- _EXERCISE GOAL_
Can you transcribe the data exactly? Leave the pictures out.

[Entries from a pointing dataset]
┌──

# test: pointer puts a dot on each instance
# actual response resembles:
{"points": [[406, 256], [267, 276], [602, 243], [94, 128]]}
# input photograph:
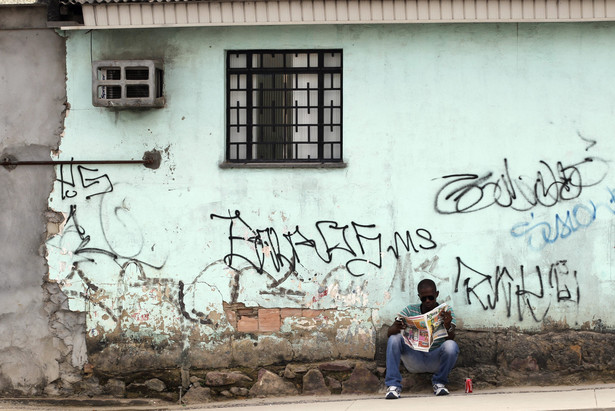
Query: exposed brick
{"points": [[290, 312], [269, 319], [231, 316], [247, 324], [251, 312], [311, 313]]}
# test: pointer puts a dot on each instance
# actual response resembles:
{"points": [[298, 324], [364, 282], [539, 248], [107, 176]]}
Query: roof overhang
{"points": [[122, 15]]}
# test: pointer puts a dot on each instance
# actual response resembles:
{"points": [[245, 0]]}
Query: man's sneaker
{"points": [[440, 389], [393, 393]]}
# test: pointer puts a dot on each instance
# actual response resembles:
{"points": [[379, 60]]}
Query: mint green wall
{"points": [[420, 102]]}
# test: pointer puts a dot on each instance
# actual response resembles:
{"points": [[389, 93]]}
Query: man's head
{"points": [[428, 294]]}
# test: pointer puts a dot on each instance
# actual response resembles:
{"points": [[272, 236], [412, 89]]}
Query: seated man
{"points": [[441, 357]]}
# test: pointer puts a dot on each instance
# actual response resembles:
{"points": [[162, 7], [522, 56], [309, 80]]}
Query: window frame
{"points": [[320, 70]]}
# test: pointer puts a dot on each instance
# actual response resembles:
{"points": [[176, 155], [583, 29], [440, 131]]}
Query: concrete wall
{"points": [[34, 348], [477, 155]]}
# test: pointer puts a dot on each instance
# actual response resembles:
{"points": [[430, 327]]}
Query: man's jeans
{"points": [[439, 361]]}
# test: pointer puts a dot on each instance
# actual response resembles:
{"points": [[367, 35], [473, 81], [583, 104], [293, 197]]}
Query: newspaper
{"points": [[422, 330]]}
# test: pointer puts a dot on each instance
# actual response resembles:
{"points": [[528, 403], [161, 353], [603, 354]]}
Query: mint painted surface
{"points": [[526, 108]]}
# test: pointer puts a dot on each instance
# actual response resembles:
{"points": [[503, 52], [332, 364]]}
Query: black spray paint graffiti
{"points": [[467, 193], [257, 247], [102, 183], [533, 289]]}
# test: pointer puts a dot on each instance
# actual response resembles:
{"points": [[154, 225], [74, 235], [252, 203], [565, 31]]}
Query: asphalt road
{"points": [[519, 398]]}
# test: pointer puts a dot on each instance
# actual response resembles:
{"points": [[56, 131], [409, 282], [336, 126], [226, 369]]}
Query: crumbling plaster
{"points": [[42, 344]]}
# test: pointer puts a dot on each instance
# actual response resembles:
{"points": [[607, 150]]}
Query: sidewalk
{"points": [[517, 398]]}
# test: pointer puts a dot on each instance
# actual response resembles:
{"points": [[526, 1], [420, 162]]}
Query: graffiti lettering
{"points": [[102, 182], [358, 244], [540, 234], [531, 291], [467, 193]]}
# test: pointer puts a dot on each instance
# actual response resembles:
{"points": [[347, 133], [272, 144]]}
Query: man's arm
{"points": [[447, 316], [396, 328]]}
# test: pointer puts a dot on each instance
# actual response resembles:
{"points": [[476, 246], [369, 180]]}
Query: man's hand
{"points": [[447, 317], [396, 328]]}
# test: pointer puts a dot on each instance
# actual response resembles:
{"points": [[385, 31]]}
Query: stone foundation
{"points": [[490, 358]]}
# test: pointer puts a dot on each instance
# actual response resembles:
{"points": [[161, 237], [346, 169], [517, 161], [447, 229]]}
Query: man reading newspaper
{"points": [[434, 351]]}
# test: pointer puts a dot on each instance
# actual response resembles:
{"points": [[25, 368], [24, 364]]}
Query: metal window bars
{"points": [[284, 106]]}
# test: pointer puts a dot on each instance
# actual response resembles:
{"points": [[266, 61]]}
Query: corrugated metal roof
{"points": [[128, 1], [106, 14], [18, 2]]}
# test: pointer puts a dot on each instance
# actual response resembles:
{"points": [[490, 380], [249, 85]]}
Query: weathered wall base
{"points": [[491, 359]]}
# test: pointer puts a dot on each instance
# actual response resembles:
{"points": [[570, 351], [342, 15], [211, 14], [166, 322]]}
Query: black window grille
{"points": [[284, 106]]}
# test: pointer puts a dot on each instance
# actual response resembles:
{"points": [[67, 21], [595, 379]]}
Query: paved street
{"points": [[521, 398]]}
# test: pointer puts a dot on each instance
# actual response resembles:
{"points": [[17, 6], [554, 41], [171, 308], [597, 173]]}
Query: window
{"points": [[284, 106]]}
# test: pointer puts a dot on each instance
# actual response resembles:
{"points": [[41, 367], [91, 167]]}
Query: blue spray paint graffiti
{"points": [[540, 234]]}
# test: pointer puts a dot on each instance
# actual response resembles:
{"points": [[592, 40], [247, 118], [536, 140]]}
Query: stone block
{"points": [[197, 395], [220, 378], [247, 324], [271, 385], [361, 381], [155, 385], [267, 350], [314, 383], [341, 365]]}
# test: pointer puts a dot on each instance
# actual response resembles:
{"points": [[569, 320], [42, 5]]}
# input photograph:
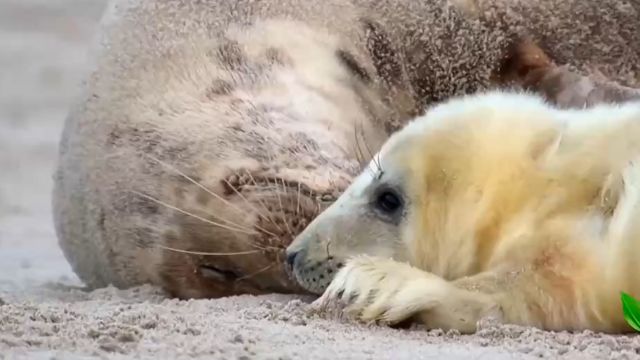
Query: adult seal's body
{"points": [[210, 133]]}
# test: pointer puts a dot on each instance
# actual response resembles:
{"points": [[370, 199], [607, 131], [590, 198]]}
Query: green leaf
{"points": [[631, 310]]}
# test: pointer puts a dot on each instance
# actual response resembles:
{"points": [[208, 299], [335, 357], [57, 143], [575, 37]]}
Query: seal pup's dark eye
{"points": [[388, 201]]}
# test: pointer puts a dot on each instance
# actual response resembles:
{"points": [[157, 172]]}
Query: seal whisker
{"points": [[250, 205], [261, 203], [204, 253], [266, 268], [298, 200], [376, 159], [284, 219], [358, 150], [190, 179], [160, 202]]}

└──

- _SOLVED EXERCISE_
# test: pointer puts a dot on each instance
# actual response resembles:
{"points": [[406, 256], [267, 276], [602, 243], [94, 128]]}
# input photograph:
Query: exposed brick
{"points": [[290, 312], [269, 319], [231, 316], [247, 324], [251, 312], [311, 313]]}
# test: pointer puts a dot on each instance
# actual response resembles:
{"points": [[298, 324], [364, 282], [539, 248], [107, 176]]}
Query: roof overhang
{"points": [[122, 15]]}
# test: pointer puts a dot on each instance
# actual response resembles:
{"points": [[245, 0]]}
Query: man's sneaker
{"points": [[440, 389], [393, 393]]}
# test: pointer puts a dot on each instance
# actual response resembles:
{"points": [[379, 60]]}
Query: mint green wall
{"points": [[420, 102]]}
# test: pointer puts a dot on each instance
# actual response resembles:
{"points": [[389, 93]]}
Query: man's head
{"points": [[428, 294]]}
# test: pointer puts a dot on each instance
# actual response resembles:
{"points": [[272, 236], [412, 89]]}
Query: seated man
{"points": [[441, 357]]}
# test: pointer puts a dot on each instance
# actual response resembles:
{"points": [[162, 7], [522, 56], [309, 80]]}
Query: window frame
{"points": [[320, 70]]}
# test: pointer puts a dot on each instance
# actual response resembles:
{"points": [[176, 155], [583, 29], [440, 131]]}
Query: concrete wall
{"points": [[34, 348], [477, 155]]}
# test: pointer puts a dot on each instance
# actual response resembles:
{"points": [[430, 327]]}
Query: man's jeans
{"points": [[439, 361]]}
# test: pointer puts a dot on each instance
# actual response resembles:
{"points": [[367, 35], [473, 81], [583, 104], [293, 197]]}
Query: newspaper
{"points": [[422, 330]]}
# test: pointer puts a dot on each instance
# actual response resembles:
{"points": [[528, 403], [161, 353], [603, 354]]}
Query: mint painted surface
{"points": [[526, 108]]}
# test: pointer puts a dot on each instance
# actual response resembles:
{"points": [[503, 52], [332, 364]]}
Query: black spray paint graffiti
{"points": [[467, 193], [257, 247], [102, 183], [533, 289]]}
# test: pointer puts a dot on each instance
# actual response resembles:
{"points": [[154, 225], [74, 235], [252, 203], [565, 31]]}
Query: asphalt road
{"points": [[519, 398]]}
# test: pointer puts a dot on each instance
# actual response resembles:
{"points": [[56, 131], [409, 282], [336, 126], [226, 369]]}
Query: crumbling plaster
{"points": [[42, 344]]}
# test: pointer puts a dot on each instance
# actual response resembles:
{"points": [[607, 150]]}
Query: sidewalk
{"points": [[517, 398]]}
# test: pointer puts a dot on each instance
# actual response resembles:
{"points": [[526, 1], [420, 162]]}
Query: graffiti lettering
{"points": [[102, 182], [358, 244], [540, 234], [531, 291], [467, 193]]}
# test: pointer puts a dot on each instance
# actual response resembles:
{"points": [[347, 133], [272, 144]]}
Query: man's arm
{"points": [[447, 316], [396, 328]]}
# test: pointer puts a dot on each instance
# actual response resembles:
{"points": [[476, 246], [369, 180]]}
Query: man's hand
{"points": [[447, 317], [396, 328]]}
# test: pointer puts a dot on each instance
# actual response resembles:
{"points": [[385, 31]]}
Query: stone foundation
{"points": [[490, 358]]}
# test: pointer puts a dot on each instance
# actual response resembles:
{"points": [[161, 237], [346, 169], [517, 161], [447, 229]]}
Query: man reading newspaper
{"points": [[434, 351]]}
# test: pointer puts a dot on each instance
# actual response resembles:
{"points": [[25, 368], [24, 364]]}
Query: metal window bars
{"points": [[284, 106]]}
# test: pointer puts a dot on each instance
# actual response resembles:
{"points": [[266, 61]]}
Query: corrugated metal roof
{"points": [[128, 1], [106, 14], [18, 2]]}
# test: pointer puts a dot on each instance
# actual response resembles:
{"points": [[490, 380], [249, 85]]}
Query: weathered wall base
{"points": [[491, 359]]}
# test: pointer puts a dot on each instance
# actual response resembles:
{"points": [[570, 351], [342, 15], [211, 14], [166, 322]]}
Query: black window grille
{"points": [[284, 106]]}
# test: pointer puts a dot on each instance
# actual response resembles:
{"points": [[67, 21], [595, 379]]}
Query: paved street
{"points": [[521, 398]]}
# test: pointer puts a dot on each instance
# actual response resembles:
{"points": [[17, 6], [554, 41], [171, 308], [597, 173]]}
Query: window
{"points": [[284, 106]]}
# test: pointer puts a dot on each instance
# actual response resembles:
{"points": [[41, 367], [91, 167]]}
Query: blue spray paint graffiti
{"points": [[540, 234]]}
# test: pointer puts a dot on each instance
# actual response resembles:
{"points": [[592, 40], [247, 118], [536, 140]]}
Query: stone block
{"points": [[197, 395], [220, 378], [247, 324], [271, 385], [361, 381], [155, 385], [267, 350], [314, 383], [341, 365]]}
# test: pointer puts a dot on each instance
# actual response resembles:
{"points": [[569, 320], [42, 5]]}
# input photograph:
Query: adult seal's body
{"points": [[210, 133]]}
# test: pointer puts a dot on each instance
# actual response resembles:
{"points": [[370, 199], [607, 131], [590, 198]]}
Query: green leaf
{"points": [[631, 310]]}
# test: pointer puts a dot on each instance
# actual response resembles:
{"points": [[208, 299], [335, 357], [57, 143], [575, 37]]}
Query: seal pup's dark eye
{"points": [[388, 201]]}
# test: pointer puts a dot on each instance
# actual response resembles:
{"points": [[157, 172]]}
Query: seal whisker
{"points": [[250, 205], [261, 203], [204, 253], [266, 268], [298, 200], [376, 159], [284, 219], [358, 150], [190, 179], [160, 202]]}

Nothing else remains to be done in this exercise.